What the exercise asks - Rewrite the material below, swapping "canopy awning" for "storefront awning" wherever it appears and keeping everything else unchanged. Omit the pictures from your answer.

(Entries drawn from a collection)
..............................
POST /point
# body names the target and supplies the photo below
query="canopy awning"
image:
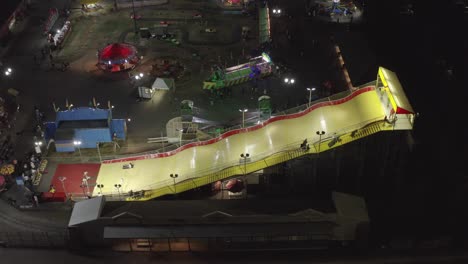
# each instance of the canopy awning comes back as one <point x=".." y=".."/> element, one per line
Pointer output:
<point x="89" y="2"/>
<point x="396" y="95"/>
<point x="321" y="228"/>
..............................
Task result -
POST /point
# body names the target and supplies the photo below
query="storefront awning"
image:
# each instance of the storefront awning comes back as one <point x=".." y=".."/> element, one per line
Pointer output:
<point x="89" y="2"/>
<point x="396" y="95"/>
<point x="321" y="228"/>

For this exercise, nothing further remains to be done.